Input:

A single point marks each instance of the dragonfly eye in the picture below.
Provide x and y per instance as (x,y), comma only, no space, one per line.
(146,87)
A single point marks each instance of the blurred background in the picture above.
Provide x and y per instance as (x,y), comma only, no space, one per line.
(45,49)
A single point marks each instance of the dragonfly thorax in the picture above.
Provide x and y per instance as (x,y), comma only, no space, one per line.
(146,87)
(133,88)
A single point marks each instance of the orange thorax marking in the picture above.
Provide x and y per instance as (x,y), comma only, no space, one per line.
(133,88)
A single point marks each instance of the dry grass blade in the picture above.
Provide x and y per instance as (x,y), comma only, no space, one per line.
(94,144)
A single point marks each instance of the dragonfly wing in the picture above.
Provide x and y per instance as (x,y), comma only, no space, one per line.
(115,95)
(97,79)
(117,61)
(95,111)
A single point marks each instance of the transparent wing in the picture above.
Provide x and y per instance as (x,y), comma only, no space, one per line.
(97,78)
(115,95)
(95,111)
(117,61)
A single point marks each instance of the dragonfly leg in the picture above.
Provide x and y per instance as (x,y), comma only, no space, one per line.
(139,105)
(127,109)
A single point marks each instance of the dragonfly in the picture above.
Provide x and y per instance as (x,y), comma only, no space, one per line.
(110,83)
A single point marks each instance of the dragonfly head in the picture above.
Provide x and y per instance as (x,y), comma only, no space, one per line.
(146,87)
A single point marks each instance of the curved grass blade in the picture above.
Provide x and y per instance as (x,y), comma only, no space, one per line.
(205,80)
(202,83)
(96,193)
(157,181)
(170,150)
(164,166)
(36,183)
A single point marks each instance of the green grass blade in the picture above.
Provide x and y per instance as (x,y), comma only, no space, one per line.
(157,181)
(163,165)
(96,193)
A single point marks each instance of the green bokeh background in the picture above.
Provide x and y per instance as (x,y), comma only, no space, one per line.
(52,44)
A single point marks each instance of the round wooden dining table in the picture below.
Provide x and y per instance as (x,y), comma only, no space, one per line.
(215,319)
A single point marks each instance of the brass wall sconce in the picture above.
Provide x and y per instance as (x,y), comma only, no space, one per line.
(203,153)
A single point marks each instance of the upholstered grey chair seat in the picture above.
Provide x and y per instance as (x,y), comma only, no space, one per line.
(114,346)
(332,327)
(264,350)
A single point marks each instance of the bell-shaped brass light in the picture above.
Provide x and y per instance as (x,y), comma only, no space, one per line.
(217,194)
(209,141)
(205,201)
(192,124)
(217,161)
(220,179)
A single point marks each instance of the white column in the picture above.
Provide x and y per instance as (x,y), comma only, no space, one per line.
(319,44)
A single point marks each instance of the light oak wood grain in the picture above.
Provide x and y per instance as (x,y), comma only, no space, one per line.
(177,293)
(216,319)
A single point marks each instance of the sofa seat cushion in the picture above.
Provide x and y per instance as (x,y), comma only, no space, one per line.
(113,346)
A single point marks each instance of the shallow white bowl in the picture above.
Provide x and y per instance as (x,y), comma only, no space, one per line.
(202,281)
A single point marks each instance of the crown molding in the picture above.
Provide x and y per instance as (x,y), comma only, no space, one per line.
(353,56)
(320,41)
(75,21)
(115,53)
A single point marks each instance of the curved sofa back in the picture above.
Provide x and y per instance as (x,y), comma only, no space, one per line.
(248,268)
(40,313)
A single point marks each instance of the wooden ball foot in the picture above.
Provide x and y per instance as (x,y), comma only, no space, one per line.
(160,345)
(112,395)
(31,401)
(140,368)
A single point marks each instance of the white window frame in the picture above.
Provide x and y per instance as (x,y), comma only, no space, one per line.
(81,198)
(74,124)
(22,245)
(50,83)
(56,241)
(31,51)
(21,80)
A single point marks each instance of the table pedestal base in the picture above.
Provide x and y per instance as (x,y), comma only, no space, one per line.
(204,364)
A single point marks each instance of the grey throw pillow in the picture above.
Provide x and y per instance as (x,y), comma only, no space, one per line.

Your objective: Reproduce the data above with "no space" replaced by "no spaces" wherever it occurs, keeping every other character unchanged.

Exercise answer:
A single point marks each instance of the dragonfly eye in the picture below.
Provide x and y per instance as (x,y), comma only, no spaces, one per line.
(146,87)
A single point marks each instance of the blurred background in the picture above.
Provide x and y per instance as (x,y), comma only, no spaces, one per line.
(45,49)
A single point marks each instance of the dragonfly thorax in the picture above.
Provide x and y per instance as (x,y), comma only, no spaces, one per line.
(146,87)
(133,88)
A single point marks each instance of the orange thorax marking in the picture above.
Provide x and y per instance as (x,y), comma only, no spaces, one per line.
(133,88)
A single point marks each instance of the dry grass blade in the picture above.
Provide x and y per instance as (x,y), comma only, no spaces, one per line.
(94,144)
A single point marks each instance of the dragonfly wing in the picture above.
Provide x and y per instance as (x,y), comma only, no spaces, one per line.
(115,95)
(97,79)
(117,61)
(95,111)
A single point marks each instance of the transparent wing in the picture above.
Provide x and y per instance as (x,y), comma only, no spaces, one per line.
(97,78)
(115,95)
(95,111)
(117,61)
A single point marks each instance of the dragonfly leg in the picture above.
Provide x and y per instance as (x,y), comma only, no spaces, one per line.
(139,105)
(127,109)
A single point marks each instance of the dragonfly in the picture above.
Provide x and y per instance as (x,y), comma only, no spaces, one per line.
(110,83)
A single point marks each instance of the dragonfly head in the picture above.
Provide x and y per instance as (x,y), comma only, no spaces, one per line.
(146,87)
A single point marks each instance of the curved grass blade in the picture above.
Provide x and y per instance as (x,y), comma only, no spaces, one per line.
(205,80)
(202,83)
(96,193)
(157,181)
(170,150)
(164,166)
(36,183)
A single point marks each instance of the green grass blade in the picture above.
Provide x and y per instance as (x,y), comma only, no spaces, one per line.
(157,181)
(163,165)
(96,193)
A single point marks each instance of the green bokeh background in the picture above.
Provide x and y per instance as (x,y), comma only, no spaces, one per line.
(52,44)
A single point marks each instance of the round wooden dining table in the picture below.
Provide x and y per instance as (x,y), comma only, no spaces, one per line.
(215,319)
A single point marks each instance of the brass wall sconce in the picture above.
Provide x and y per instance as (x,y), comma only, no spaces, one per line.
(203,153)
A single point marks each instance of the upholstered grey chair seat in the picture above.
Provide x and y per instance as (x,y), comma only, no spaces, one per line.
(114,346)
(332,327)
(264,350)
A single point marks each instance of the bell-shaped brass light in the picture above.
Provide x and y per instance as (x,y), comma only, no spaces, one per line.
(217,194)
(209,141)
(205,201)
(192,124)
(217,161)
(220,179)
A single point marks each instance of the white column in the picture above.
Provide x and y per instance as (x,y), comma only, no spaces, one per line.
(319,44)
A single point marks each instance of the light oak wood grain in the picture above.
Provide x and y per instance as (x,y), comma only, no spaces, one per line.
(177,293)
(216,319)
A single point marks each instance of the sofa seat cushion in the picture above.
Provide x and y per instance as (x,y), comma only, no spaces, one per line.
(113,346)
A single point marks each instance of the shallow white bowl in the picture above.
Provide x and y per instance as (x,y), comma only, no spaces, one per line.
(202,281)
A single point marks each instance of the crown molding in the picture above.
Provide x and y per instance as (x,y), comma only, no spaces, one per line.
(353,56)
(320,41)
(75,21)
(115,53)
A single point marks each instance of the curved sofa back in the picture above.
Provide x and y per instance as (x,y), comma only, no spaces, one per line.
(248,268)
(40,313)
A single point marks each instance of the wooden ball foot in the picture above.
Provide x and y per instance as (x,y), comma only, no spaces, one per line.
(160,345)
(112,395)
(31,401)
(140,368)
A single point marks each instance of the white window frame in the picture above.
Provide x and y per instance as (x,y), comma only, no spaces, one per line.
(81,198)
(74,124)
(22,245)
(50,83)
(56,241)
(31,51)
(21,80)
A single point marks each instance of the table pedestal base in the picture above.
Provide x and y per instance as (x,y), comma only, no spaces, one per line.
(204,364)
A single point marks each instance of the grey throw pillow in the picture above.
Provide x and y per instance as (x,y), comma only, no spaces, one per line.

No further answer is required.